begin Extracted data

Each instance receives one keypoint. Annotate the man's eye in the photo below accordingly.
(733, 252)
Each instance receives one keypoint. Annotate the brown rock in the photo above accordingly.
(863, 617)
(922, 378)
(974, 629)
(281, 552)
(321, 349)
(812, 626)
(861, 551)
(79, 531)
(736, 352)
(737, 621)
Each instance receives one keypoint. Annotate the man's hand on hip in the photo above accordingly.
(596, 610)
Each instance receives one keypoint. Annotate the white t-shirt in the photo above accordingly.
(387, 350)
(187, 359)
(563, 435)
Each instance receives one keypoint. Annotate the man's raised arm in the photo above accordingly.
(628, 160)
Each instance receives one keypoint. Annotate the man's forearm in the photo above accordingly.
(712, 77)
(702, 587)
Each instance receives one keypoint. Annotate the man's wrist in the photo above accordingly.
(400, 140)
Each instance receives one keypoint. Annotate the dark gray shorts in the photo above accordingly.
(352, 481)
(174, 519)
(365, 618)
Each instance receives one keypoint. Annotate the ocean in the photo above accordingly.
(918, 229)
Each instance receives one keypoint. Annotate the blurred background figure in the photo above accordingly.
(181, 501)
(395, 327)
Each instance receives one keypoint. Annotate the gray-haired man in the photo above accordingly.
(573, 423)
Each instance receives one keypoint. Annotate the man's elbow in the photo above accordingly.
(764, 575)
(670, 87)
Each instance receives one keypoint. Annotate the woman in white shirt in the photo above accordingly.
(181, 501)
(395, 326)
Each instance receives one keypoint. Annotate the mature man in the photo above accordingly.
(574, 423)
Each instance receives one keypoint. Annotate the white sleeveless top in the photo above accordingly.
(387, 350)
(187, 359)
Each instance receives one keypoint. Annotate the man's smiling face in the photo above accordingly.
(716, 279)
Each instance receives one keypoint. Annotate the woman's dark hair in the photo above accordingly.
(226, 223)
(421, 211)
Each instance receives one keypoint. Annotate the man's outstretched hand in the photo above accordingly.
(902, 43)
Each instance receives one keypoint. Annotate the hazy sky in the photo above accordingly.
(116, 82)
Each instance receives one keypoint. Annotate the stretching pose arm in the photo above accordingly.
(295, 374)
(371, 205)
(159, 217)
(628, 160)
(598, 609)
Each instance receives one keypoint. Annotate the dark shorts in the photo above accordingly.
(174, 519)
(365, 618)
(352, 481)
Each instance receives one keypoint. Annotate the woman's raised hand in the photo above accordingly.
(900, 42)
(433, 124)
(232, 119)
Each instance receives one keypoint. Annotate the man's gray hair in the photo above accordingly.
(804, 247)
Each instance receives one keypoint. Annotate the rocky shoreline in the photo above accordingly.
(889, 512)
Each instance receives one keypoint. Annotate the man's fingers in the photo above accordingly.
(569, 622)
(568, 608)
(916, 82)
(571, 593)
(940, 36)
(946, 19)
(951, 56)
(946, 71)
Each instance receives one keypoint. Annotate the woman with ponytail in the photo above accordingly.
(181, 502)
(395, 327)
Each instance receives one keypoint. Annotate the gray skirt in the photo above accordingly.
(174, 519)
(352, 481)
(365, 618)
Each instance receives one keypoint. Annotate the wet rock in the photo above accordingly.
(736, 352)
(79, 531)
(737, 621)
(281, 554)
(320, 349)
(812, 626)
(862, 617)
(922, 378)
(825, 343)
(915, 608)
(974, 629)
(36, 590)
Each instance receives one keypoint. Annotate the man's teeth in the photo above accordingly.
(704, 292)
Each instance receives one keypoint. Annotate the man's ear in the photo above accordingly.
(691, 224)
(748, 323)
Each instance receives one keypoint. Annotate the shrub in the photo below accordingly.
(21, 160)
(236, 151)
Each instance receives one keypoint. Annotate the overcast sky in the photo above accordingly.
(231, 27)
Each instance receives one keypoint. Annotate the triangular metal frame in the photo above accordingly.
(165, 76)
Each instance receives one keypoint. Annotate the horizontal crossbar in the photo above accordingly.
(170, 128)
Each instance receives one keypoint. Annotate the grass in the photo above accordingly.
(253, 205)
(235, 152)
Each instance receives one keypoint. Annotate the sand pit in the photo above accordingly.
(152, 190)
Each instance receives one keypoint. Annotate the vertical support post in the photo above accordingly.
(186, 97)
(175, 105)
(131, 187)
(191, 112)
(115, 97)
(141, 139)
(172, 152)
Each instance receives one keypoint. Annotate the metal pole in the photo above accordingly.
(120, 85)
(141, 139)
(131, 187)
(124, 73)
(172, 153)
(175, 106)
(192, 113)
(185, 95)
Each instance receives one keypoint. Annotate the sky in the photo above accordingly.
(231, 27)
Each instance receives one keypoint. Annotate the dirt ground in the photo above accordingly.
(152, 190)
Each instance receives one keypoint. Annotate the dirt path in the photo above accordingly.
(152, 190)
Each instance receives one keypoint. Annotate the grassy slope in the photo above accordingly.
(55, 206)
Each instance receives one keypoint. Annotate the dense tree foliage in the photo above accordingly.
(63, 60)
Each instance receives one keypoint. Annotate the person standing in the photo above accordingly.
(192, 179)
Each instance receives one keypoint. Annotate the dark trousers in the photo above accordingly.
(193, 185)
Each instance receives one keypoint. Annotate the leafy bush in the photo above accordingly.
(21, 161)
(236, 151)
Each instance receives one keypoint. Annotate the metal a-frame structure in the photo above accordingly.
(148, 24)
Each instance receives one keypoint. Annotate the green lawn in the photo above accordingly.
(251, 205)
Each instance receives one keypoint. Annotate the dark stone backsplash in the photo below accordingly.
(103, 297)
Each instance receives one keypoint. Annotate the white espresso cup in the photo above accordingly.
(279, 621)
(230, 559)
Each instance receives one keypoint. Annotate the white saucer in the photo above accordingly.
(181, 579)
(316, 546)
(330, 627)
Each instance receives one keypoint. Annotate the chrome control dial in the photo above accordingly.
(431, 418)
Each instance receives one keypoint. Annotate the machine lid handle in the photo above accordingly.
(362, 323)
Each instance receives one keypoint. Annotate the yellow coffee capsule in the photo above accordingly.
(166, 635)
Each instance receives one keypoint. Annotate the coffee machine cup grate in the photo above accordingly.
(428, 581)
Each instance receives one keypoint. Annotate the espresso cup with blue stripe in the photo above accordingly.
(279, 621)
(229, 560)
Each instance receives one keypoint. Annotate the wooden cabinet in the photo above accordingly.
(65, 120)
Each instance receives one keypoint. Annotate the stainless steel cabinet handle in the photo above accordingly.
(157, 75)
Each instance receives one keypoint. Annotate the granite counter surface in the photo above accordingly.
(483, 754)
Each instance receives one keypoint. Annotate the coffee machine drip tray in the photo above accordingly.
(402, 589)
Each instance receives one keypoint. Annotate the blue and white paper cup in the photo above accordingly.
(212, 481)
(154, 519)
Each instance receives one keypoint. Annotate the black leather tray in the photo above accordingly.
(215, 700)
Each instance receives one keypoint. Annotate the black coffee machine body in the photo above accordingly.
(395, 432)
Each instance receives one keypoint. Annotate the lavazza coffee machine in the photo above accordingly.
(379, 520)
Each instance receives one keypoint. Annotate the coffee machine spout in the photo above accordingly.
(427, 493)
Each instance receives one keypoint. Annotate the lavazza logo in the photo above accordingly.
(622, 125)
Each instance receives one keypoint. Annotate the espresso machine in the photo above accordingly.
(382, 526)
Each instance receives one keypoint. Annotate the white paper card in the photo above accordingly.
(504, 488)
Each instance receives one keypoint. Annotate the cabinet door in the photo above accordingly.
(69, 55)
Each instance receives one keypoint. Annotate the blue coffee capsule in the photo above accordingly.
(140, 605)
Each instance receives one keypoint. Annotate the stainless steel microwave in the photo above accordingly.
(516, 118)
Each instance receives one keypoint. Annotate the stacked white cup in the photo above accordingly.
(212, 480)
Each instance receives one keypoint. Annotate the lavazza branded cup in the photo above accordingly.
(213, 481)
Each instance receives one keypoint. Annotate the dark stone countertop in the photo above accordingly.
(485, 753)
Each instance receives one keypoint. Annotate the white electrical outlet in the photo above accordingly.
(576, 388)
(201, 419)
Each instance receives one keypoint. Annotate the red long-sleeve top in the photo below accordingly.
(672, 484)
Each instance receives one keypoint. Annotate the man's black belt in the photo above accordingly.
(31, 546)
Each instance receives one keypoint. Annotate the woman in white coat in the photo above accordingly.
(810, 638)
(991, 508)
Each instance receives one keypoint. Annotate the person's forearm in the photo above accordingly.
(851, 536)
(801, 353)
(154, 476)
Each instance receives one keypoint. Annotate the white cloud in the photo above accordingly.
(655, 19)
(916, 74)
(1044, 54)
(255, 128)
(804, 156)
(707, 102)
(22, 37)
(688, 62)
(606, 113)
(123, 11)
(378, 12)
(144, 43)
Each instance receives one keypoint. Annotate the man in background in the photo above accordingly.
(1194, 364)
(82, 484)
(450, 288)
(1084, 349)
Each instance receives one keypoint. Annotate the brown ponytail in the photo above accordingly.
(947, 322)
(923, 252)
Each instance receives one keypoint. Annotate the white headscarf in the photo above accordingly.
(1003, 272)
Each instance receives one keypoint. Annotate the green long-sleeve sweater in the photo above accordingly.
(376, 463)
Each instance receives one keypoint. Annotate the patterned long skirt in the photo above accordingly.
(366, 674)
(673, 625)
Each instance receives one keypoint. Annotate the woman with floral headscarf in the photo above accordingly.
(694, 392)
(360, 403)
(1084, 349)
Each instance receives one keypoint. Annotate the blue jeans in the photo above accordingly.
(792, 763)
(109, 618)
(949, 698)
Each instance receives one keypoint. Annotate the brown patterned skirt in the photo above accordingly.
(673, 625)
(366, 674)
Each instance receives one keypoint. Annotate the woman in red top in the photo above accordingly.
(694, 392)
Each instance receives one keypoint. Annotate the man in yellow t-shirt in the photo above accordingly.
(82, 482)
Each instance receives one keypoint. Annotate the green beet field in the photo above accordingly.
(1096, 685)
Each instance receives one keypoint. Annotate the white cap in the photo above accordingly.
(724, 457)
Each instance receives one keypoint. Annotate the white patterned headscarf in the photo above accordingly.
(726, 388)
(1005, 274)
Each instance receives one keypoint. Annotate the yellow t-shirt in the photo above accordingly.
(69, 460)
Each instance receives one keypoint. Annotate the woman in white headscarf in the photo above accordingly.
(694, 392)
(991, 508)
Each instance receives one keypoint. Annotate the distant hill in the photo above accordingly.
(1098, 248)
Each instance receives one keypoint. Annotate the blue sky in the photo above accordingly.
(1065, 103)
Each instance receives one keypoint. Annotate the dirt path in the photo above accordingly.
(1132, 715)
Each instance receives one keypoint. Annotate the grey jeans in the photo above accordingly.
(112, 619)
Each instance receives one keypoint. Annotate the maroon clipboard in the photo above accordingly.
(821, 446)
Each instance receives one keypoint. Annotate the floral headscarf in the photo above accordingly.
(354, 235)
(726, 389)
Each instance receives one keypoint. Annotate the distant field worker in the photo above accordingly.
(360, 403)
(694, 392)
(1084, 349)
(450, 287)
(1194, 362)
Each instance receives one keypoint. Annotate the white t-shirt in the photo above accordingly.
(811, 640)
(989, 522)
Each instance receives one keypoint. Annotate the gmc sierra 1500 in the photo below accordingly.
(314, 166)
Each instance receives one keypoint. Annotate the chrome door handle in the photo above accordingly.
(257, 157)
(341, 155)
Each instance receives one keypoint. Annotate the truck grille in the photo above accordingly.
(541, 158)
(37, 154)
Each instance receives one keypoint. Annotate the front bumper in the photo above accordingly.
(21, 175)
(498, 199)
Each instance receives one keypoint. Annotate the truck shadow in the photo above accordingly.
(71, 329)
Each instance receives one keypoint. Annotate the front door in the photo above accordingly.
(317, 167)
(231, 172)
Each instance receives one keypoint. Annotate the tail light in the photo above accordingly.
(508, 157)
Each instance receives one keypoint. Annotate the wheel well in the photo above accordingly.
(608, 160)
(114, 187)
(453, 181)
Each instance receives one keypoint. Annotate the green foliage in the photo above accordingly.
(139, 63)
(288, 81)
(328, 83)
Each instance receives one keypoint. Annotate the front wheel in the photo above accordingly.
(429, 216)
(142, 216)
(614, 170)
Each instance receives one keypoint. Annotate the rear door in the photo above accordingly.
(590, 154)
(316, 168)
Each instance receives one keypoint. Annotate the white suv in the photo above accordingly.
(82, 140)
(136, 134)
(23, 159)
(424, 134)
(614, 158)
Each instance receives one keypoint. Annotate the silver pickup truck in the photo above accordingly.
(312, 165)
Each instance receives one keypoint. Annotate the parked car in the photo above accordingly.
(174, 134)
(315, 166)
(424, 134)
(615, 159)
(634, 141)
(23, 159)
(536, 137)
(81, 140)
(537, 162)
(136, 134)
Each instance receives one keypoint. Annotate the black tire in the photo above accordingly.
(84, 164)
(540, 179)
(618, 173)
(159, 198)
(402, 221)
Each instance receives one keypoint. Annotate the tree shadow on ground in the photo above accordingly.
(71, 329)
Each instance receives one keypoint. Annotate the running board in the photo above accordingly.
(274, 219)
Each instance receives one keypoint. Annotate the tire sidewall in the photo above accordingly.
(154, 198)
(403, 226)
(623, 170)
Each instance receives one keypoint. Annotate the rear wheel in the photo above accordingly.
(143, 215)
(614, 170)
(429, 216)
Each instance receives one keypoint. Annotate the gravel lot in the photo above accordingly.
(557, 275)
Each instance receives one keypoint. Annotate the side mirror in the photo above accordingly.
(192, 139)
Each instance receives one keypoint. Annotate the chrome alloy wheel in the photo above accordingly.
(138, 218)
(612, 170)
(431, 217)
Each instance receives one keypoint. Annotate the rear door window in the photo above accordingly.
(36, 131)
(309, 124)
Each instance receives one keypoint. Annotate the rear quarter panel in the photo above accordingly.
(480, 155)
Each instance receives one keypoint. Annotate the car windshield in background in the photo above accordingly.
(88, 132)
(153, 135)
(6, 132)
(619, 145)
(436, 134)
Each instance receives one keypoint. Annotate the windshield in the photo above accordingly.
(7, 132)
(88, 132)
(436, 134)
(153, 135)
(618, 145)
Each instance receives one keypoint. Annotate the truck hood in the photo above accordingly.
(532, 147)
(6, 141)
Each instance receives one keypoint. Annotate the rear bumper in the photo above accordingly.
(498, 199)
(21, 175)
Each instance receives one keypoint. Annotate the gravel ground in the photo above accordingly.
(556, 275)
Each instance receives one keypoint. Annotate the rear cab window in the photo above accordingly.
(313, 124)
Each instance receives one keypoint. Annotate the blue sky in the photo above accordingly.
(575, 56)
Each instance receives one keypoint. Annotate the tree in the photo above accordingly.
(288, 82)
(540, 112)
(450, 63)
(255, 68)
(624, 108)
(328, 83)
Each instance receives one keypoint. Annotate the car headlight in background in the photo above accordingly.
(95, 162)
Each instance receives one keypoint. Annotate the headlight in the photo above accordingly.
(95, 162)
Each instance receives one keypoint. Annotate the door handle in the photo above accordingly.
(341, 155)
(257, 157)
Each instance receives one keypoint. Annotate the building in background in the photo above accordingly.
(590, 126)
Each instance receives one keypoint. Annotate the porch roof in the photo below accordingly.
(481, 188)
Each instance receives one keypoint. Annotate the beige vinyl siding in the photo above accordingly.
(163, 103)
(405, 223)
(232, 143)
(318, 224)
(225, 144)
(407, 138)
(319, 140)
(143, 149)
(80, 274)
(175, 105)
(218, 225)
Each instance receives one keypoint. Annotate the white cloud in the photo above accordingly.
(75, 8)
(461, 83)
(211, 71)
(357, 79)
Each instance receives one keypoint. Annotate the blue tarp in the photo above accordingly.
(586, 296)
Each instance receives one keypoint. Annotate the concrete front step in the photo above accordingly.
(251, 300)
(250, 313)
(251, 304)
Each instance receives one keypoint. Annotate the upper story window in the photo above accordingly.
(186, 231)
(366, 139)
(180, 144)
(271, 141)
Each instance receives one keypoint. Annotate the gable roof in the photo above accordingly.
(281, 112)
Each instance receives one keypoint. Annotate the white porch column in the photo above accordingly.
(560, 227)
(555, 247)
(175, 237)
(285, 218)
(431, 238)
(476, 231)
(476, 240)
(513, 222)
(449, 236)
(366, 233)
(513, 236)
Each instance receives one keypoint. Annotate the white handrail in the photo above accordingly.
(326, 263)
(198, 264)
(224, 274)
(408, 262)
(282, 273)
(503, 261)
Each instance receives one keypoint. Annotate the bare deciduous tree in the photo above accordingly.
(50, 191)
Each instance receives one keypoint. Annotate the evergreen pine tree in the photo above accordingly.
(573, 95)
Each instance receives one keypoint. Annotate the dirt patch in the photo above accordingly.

end Extracted data

- [Exercise aim]:
Recast the entries as a Markdown table with the columns Row and Line. Begin at the line that contains "Each instance receives one keypoint. Annotate the door", run through the last line of the entries, and leave out blank lines.

- [Response for this exercise]:
| Row | Line |
|---|---|
| 1 | Each instance receives one keypoint. Annotate the door handle in the photo above accordingly. |
| 2 | (341, 155) |
| 3 | (257, 157) |
| 4 | Each instance receives one keypoint. Annotate the building in background in the photo above accordingly. |
| 5 | (590, 126) |
| 6 | Each instance receives one keypoint. Annotate the porch roof in the photo below accordingly. |
| 7 | (481, 188) |
| 8 | Each instance receives one keypoint. Annotate the beige vinyl siding in the photo above accordingly. |
| 9 | (163, 103) |
| 10 | (405, 223) |
| 11 | (232, 143) |
| 12 | (318, 224) |
| 13 | (225, 144) |
| 14 | (407, 138) |
| 15 | (319, 140) |
| 16 | (143, 149) |
| 17 | (80, 274) |
| 18 | (175, 105) |
| 19 | (218, 225) |
| 20 | Each instance receives one keypoint. Annotate the white cloud in the photo above accordingly. |
| 21 | (75, 8) |
| 22 | (461, 83) |
| 23 | (211, 71) |
| 24 | (357, 79) |
| 25 | Each instance receives one keypoint. Annotate the blue tarp in the photo above accordingly. |
| 26 | (586, 296) |
| 27 | Each instance receives one keypoint. Annotate the concrete front step in the photo above accordingly. |
| 28 | (251, 300) |
| 29 | (250, 313) |
| 30 | (251, 304) |
| 31 | Each instance receives one keypoint. Annotate the upper story window in the photo above accordingly. |
| 32 | (186, 231) |
| 33 | (366, 139) |
| 34 | (180, 144) |
| 35 | (271, 141) |
| 36 | Each instance receives one keypoint. Annotate the gable roof in the photo above accordingly. |
| 37 | (281, 112) |
| 38 | Each instance receives one keypoint. Annotate the white porch column in the photo above accordingly. |
| 39 | (560, 227) |
| 40 | (555, 247) |
| 41 | (175, 237) |
| 42 | (285, 218) |
| 43 | (431, 238) |
| 44 | (476, 231) |
| 45 | (476, 240) |
| 46 | (513, 222) |
| 47 | (449, 236) |
| 48 | (366, 233) |
| 49 | (513, 236) |
| 50 | Each instance receives one keypoint. Annotate the white handrail in the photo above accordingly. |
| 51 | (326, 263) |
| 52 | (198, 264) |
| 53 | (224, 274) |
| 54 | (408, 262) |
| 55 | (282, 273) |
| 56 | (503, 261) |
| 57 | Each instance receives one keypoint. Annotate the bare deciduous tree in the photo above accordingly. |
| 58 | (50, 191) |
| 59 | Each instance receives one keypoint. Annotate the evergreen pine tree in the photo above accordingly. |
| 60 | (573, 95) |
| 61 | Each instance receives one keypoint. Annotate the dirt patch in the photo above accordingly. |